What the task asks: What you output must match the entries exactly, apart from the pictures, which are left out.
= = =
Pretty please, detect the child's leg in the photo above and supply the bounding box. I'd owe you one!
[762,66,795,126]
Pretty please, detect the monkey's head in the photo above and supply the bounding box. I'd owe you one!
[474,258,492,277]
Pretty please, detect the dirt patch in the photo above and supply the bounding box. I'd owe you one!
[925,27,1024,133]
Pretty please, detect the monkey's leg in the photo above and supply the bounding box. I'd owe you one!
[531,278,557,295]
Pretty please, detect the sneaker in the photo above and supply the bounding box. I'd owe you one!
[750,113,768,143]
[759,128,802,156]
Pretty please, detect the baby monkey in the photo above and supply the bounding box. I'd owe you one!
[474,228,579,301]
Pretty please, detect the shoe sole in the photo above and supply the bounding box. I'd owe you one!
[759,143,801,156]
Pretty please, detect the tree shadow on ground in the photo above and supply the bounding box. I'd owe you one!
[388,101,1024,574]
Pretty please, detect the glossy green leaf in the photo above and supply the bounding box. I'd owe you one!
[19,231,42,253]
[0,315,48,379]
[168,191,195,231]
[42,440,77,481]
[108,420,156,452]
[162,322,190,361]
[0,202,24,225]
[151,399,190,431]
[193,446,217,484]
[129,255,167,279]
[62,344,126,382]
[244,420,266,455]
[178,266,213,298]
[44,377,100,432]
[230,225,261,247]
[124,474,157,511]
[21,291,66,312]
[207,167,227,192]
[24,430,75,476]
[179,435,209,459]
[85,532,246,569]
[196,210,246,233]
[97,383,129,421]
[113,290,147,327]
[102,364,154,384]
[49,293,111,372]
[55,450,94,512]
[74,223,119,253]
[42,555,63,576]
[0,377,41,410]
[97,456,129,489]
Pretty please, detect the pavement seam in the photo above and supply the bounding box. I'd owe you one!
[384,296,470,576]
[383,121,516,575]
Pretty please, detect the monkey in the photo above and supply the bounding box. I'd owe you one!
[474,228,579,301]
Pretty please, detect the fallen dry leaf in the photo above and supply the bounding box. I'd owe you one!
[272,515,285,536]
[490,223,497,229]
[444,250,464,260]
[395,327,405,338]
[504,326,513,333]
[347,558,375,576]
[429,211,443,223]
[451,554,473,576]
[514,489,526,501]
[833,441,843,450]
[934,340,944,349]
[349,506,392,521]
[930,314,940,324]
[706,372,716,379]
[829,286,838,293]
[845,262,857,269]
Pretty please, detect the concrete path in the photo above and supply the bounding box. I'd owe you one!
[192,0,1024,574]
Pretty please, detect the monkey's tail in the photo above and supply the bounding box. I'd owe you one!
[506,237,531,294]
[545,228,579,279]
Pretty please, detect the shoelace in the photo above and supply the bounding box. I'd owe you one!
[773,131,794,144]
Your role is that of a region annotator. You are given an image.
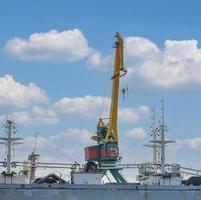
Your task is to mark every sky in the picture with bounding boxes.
[1,0,201,180]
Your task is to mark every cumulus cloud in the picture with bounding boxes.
[16,128,93,163]
[4,29,112,69]
[5,31,201,88]
[0,74,149,125]
[118,107,139,123]
[50,128,92,145]
[0,75,57,125]
[87,50,112,70]
[24,128,92,148]
[118,106,150,123]
[177,137,201,150]
[17,106,58,125]
[126,127,146,138]
[52,95,110,118]
[52,95,150,123]
[23,136,54,149]
[124,37,159,61]
[0,75,48,109]
[0,107,59,125]
[137,105,150,115]
[4,29,90,62]
[124,37,201,88]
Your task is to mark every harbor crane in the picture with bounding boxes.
[84,33,127,183]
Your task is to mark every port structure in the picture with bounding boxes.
[84,33,127,183]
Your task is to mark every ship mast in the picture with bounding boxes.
[0,119,23,174]
[152,106,158,172]
[28,132,40,183]
[160,99,166,175]
[144,106,159,174]
[156,99,174,176]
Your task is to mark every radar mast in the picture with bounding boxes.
[0,119,23,174]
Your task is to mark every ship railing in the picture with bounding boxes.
[0,161,201,176]
[7,161,85,170]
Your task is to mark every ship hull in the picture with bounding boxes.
[0,184,201,200]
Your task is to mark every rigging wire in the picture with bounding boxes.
[97,52,114,121]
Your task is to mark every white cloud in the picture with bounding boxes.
[30,106,59,124]
[0,75,149,125]
[124,37,159,60]
[23,136,54,149]
[4,29,90,62]
[52,95,149,123]
[126,127,146,138]
[87,50,112,70]
[177,137,201,150]
[0,107,59,125]
[5,31,201,88]
[0,74,149,125]
[124,37,201,88]
[52,95,110,118]
[0,75,57,125]
[137,105,150,115]
[0,75,48,109]
[23,128,92,150]
[50,128,92,145]
[118,106,150,123]
[118,107,139,123]
[4,29,112,69]
[16,128,93,163]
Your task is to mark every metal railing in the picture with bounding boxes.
[0,161,201,176]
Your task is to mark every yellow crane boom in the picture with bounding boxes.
[105,32,127,143]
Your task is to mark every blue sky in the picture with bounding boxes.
[1,0,201,178]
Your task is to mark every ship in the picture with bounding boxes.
[0,33,201,200]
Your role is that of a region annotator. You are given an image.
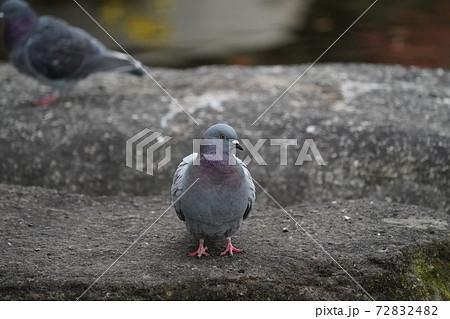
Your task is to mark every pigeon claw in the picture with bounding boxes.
[220,238,244,256]
[34,95,59,106]
[188,239,210,258]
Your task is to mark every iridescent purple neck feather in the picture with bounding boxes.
[4,7,38,52]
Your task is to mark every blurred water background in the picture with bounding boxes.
[0,0,449,68]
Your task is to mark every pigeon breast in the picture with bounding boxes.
[172,153,255,240]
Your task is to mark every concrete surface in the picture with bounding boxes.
[0,63,449,300]
[0,184,449,300]
[0,63,448,212]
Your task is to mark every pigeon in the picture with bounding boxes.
[171,124,256,257]
[0,0,144,105]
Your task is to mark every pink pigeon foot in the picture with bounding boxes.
[34,95,59,106]
[220,237,244,256]
[188,239,210,258]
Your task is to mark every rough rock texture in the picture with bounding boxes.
[0,63,449,300]
[0,184,449,301]
[0,63,449,213]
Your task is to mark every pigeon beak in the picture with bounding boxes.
[232,139,243,151]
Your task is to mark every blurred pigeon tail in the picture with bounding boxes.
[95,50,145,76]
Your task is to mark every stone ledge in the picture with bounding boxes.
[0,63,449,212]
[0,184,448,300]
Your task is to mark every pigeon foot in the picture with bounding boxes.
[188,239,210,258]
[35,96,59,106]
[220,237,244,256]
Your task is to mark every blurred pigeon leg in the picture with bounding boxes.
[34,95,59,106]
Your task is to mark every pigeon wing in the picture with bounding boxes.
[171,153,197,221]
[26,16,104,80]
[235,155,256,220]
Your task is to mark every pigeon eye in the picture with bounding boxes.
[219,134,226,140]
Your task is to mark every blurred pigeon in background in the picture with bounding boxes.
[0,0,144,105]
[171,124,256,257]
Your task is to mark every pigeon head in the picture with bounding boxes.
[200,124,243,159]
[1,0,38,52]
[1,0,34,20]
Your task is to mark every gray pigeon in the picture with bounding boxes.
[0,0,144,105]
[171,124,256,257]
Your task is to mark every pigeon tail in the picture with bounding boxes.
[96,50,145,76]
= = =
Result:
Pretty please, detect the child's leg in the photo above and supply the bounding box. I'd owe you one!
[762,66,795,126]
Pretty please, detect the monkey's head in the photo above and supply the bounding box. I'd owe you one!
[474,258,492,277]
Pretty please, detect the dirt patch in the photo above and supply the bounding box. I'd owe you one!
[925,27,1024,133]
Pretty please, detect the monkey's leg in the photo above and supply the bounding box. I'd owe you one!
[531,278,557,295]
Pretty please, detect the sneaker in the photo above and supply the bounding box. I'd owe you one!
[750,113,768,143]
[759,128,802,156]
Pretty please, detect the baby monkey in the photo above and supply the bounding box. I'd owe you one!
[474,228,579,301]
Pretty please, detect the shoe sole in the photo above and supply the bounding box. I'd owe you one!
[759,143,801,156]
Pretty please, detect the tree shadow on ground in the photo above and supply the bounding box. I'd owe you one!
[388,101,1024,574]
Pretty please, detect the glossy green leaf in the photo above and supply the bounding box. I'd owe you one!
[19,231,42,253]
[0,315,48,379]
[168,191,195,231]
[42,440,77,481]
[108,420,156,452]
[162,322,190,361]
[0,202,24,225]
[151,399,190,431]
[193,446,217,484]
[129,255,167,279]
[62,344,126,382]
[244,420,266,455]
[178,266,213,298]
[44,377,100,432]
[230,225,261,247]
[124,474,157,511]
[21,291,66,312]
[207,167,227,192]
[24,430,75,476]
[179,435,209,459]
[85,532,246,569]
[196,210,246,233]
[97,383,129,421]
[113,290,147,327]
[102,364,154,384]
[49,293,111,372]
[55,450,94,512]
[74,223,119,253]
[42,555,63,576]
[0,377,41,410]
[97,456,129,489]
Pretty please, detect the pavement seam in the photo above and supply the bounding box. I'd owe you one!
[384,296,470,576]
[383,121,516,575]
Pretty please, detect the monkey in the photo above and supply the bounding box. I'd owe you one!
[474,228,579,301]
Pretty please, detect the fallen dry leaf in the photo above and supply the bounding box. I'd owe you one!
[272,515,285,536]
[490,223,497,229]
[444,250,464,260]
[395,327,405,338]
[504,326,513,333]
[347,558,375,576]
[429,211,443,223]
[451,554,473,576]
[514,489,526,501]
[833,441,843,450]
[934,340,944,349]
[349,506,392,521]
[930,314,940,324]
[706,372,716,379]
[829,286,838,293]
[845,262,857,269]
Pretty please, detect the concrete path in the photo above and supply the bounding box. I'd owe you one!
[192,0,1024,574]
Pretty please, detect the monkey's tail in the photo above and supply the bounding box. I'd owe you one!
[506,237,531,294]
[545,228,579,279]
Pretty please, detect the shoelace in the photo above and supply the bounding box. I'd owe you one!
[773,131,794,144]
Your role is that of a region annotator. You are given an image.
Your task is to mark every sky in the picture with bounding boxes.
[1,0,201,180]
Your task is to mark every cumulus cloud in the picture with bounding boxes.
[16,128,93,163]
[4,29,112,69]
[5,31,201,88]
[0,74,149,125]
[118,107,139,123]
[50,128,92,145]
[0,75,57,125]
[87,50,112,70]
[24,128,92,148]
[118,106,150,123]
[177,137,201,150]
[17,106,58,125]
[126,127,146,138]
[52,95,110,118]
[52,95,150,123]
[23,136,54,149]
[124,37,159,61]
[0,75,48,109]
[0,107,59,125]
[137,105,150,115]
[4,29,90,62]
[124,37,201,88]
Your task is to mark every harbor crane in the picture with bounding boxes.
[84,33,127,183]
Your task is to mark every port structure in the picture with bounding boxes.
[84,33,127,183]
Your task is to mark every ship mast in the picture with bounding boxes.
[0,119,23,174]
[152,106,158,172]
[28,132,40,183]
[160,99,166,175]
[144,106,159,174]
[156,99,174,176]
Your task is to mark every radar mast in the picture with bounding boxes.
[0,119,23,174]
Your task is to mark every ship railing in the picture with bounding boxes.
[0,161,201,176]
[7,161,85,170]
Your task is to mark every ship hull in the picture with bounding boxes.
[0,184,201,200]
Your task is to mark every rigging wire in the picture with bounding boxes.
[97,52,114,121]
Your task is to mark every white cloud in the picture with bounding boxes.
[30,106,59,124]
[0,75,149,125]
[124,37,159,60]
[23,136,54,149]
[4,29,90,62]
[52,95,149,123]
[126,127,146,138]
[87,50,112,70]
[177,137,201,150]
[0,107,59,125]
[5,31,201,88]
[0,74,149,125]
[124,37,201,88]
[52,95,110,118]
[0,75,57,125]
[137,105,150,115]
[0,75,48,109]
[23,128,92,150]
[50,128,92,145]
[118,106,150,123]
[118,107,139,123]
[4,29,112,69]
[16,128,93,163]
Your task is to mark every metal railing in the picture with bounding boxes.
[0,161,201,176]
Your task is to mark every yellow crane boom in the picture with bounding boxes.
[105,32,127,143]
Your task is to mark every blue sky in the picture with bounding boxes.
[1,0,201,178]
Your task is to mark every ship in the picture with bounding boxes.
[0,33,201,200]
Your role is that of a region annotator. You are given an image.
Your task is to mark every pigeon claw in the picture with bounding boxes.
[220,238,244,256]
[34,95,59,106]
[188,239,210,258]
Your task is to mark every iridescent purple neck feather in the picture with bounding boxes.
[4,7,38,52]
Your task is to mark every blurred water background in the picture with bounding boxes.
[0,0,449,68]
Your task is to mark every pigeon breast in the picture with bounding boxes.
[172,153,255,240]
Your task is to mark every concrete surface in the picture with bounding boxes.
[0,63,449,300]
[0,184,449,300]
[0,63,448,212]
Your task is to mark every pigeon in the picture with bounding boxes.
[171,124,256,257]
[0,0,144,105]
Your task is to mark every pink pigeon foot in the picture with bounding boxes.
[34,95,59,106]
[220,237,244,256]
[188,239,210,258]
Your task is to mark every rough rock texture in the picture with bounding boxes.
[0,63,449,300]
[0,184,449,301]
[0,63,449,213]
Your task is to mark every pigeon beak in the picture with bounding boxes.
[232,139,243,151]
Your task is to mark every blurred pigeon tail in the picture with bounding boxes.
[95,50,145,76]
Your task is to mark every stone ledge in the picture with bounding boxes.
[0,63,449,212]
[0,184,448,300]
Your task is to mark every pigeon foot in the picture with bounding boxes.
[188,239,210,258]
[35,96,59,106]
[220,237,244,256]
Your task is to mark every blurred pigeon leg in the picture with bounding boxes.
[34,95,59,106]
Your task is to mark every pigeon wing in the picture with bounding boxes.
[171,153,197,221]
[26,16,104,80]
[235,155,256,220]
Your task is to mark every pigeon eye in the picture with bounding boxes.
[219,134,226,140]
Your task is to mark every blurred pigeon in background in the picture with bounding boxes.
[0,0,144,105]
[171,124,256,257]
Your task is to mark every pigeon head in the picture with bounding boxes.
[200,124,243,159]
[1,0,38,52]
[1,0,34,20]
Your task is to mark every gray pigeon in the picture with bounding boxes.
[0,0,144,105]
[171,124,256,257]
Your task is to mark every pigeon tail in the picture with bounding boxes.
[96,50,145,76]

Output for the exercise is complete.